* PROBLEM TO SOLVE
Can you rewrite the items below so that "marker" stands wherever "keypoint" appears, with nothing else changed?

* INPUT RECORDS
==*==

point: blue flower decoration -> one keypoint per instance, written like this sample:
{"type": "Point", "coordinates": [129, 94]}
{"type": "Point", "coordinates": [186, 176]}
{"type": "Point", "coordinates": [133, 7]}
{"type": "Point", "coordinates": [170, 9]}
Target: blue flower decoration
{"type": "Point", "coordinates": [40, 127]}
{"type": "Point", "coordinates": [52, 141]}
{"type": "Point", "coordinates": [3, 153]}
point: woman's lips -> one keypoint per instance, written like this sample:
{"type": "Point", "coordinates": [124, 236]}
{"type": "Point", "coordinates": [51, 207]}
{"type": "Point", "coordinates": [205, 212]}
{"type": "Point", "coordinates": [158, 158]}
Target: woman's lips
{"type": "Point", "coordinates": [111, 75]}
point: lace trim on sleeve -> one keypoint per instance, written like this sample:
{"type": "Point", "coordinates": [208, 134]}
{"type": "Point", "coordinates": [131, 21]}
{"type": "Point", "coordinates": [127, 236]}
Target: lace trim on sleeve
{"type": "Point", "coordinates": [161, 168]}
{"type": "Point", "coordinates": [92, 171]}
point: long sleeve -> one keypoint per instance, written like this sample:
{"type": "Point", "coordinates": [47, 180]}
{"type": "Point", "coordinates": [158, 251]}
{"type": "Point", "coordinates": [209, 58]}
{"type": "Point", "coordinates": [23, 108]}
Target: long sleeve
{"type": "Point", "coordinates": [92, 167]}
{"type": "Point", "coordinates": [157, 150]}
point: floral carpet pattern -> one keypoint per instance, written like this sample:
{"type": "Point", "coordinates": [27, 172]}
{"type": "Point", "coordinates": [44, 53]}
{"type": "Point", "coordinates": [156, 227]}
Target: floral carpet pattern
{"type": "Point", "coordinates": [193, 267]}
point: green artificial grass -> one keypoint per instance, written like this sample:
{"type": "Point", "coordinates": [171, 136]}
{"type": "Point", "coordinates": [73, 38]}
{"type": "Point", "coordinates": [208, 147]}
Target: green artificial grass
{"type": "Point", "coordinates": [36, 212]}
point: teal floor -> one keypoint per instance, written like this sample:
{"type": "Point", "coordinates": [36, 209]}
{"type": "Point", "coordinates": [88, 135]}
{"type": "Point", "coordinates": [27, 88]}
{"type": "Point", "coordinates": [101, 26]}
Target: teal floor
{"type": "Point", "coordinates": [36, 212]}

==*==

* RESULT OF THIS TASK
point: blue flower decoration -> one marker per instance, written like this sample:
{"type": "Point", "coordinates": [129, 94]}
{"type": "Point", "coordinates": [186, 176]}
{"type": "Point", "coordinates": [133, 7]}
{"type": "Point", "coordinates": [170, 9]}
Target: blue flower decoration
{"type": "Point", "coordinates": [40, 127]}
{"type": "Point", "coordinates": [52, 141]}
{"type": "Point", "coordinates": [3, 153]}
point: woman's lips -> one marker per instance, written like this sample:
{"type": "Point", "coordinates": [124, 236]}
{"type": "Point", "coordinates": [51, 207]}
{"type": "Point", "coordinates": [205, 212]}
{"type": "Point", "coordinates": [158, 158]}
Target: woman's lips
{"type": "Point", "coordinates": [111, 75]}
point: lace trim on sleeve -> one marker per instance, written like this sample:
{"type": "Point", "coordinates": [208, 134]}
{"type": "Point", "coordinates": [131, 21]}
{"type": "Point", "coordinates": [127, 236]}
Target: lace trim on sleeve
{"type": "Point", "coordinates": [161, 168]}
{"type": "Point", "coordinates": [92, 171]}
point: long sleeve -> one marker per instance, written like this sample:
{"type": "Point", "coordinates": [47, 180]}
{"type": "Point", "coordinates": [158, 251]}
{"type": "Point", "coordinates": [209, 58]}
{"type": "Point", "coordinates": [23, 108]}
Target: long sleeve
{"type": "Point", "coordinates": [92, 167]}
{"type": "Point", "coordinates": [157, 150]}
point: floral carpet pattern -> one marker per instance, written like this sample:
{"type": "Point", "coordinates": [27, 172]}
{"type": "Point", "coordinates": [44, 53]}
{"type": "Point", "coordinates": [156, 227]}
Target: floral carpet pattern
{"type": "Point", "coordinates": [193, 267]}
point: green artificial grass -> one marker per instance, written like this sample:
{"type": "Point", "coordinates": [171, 136]}
{"type": "Point", "coordinates": [73, 38]}
{"type": "Point", "coordinates": [208, 147]}
Target: green artificial grass
{"type": "Point", "coordinates": [36, 212]}
point: teal floor -> one marker per instance, written like this sample:
{"type": "Point", "coordinates": [36, 209]}
{"type": "Point", "coordinates": [88, 135]}
{"type": "Point", "coordinates": [27, 88]}
{"type": "Point", "coordinates": [101, 26]}
Target: teal floor
{"type": "Point", "coordinates": [36, 212]}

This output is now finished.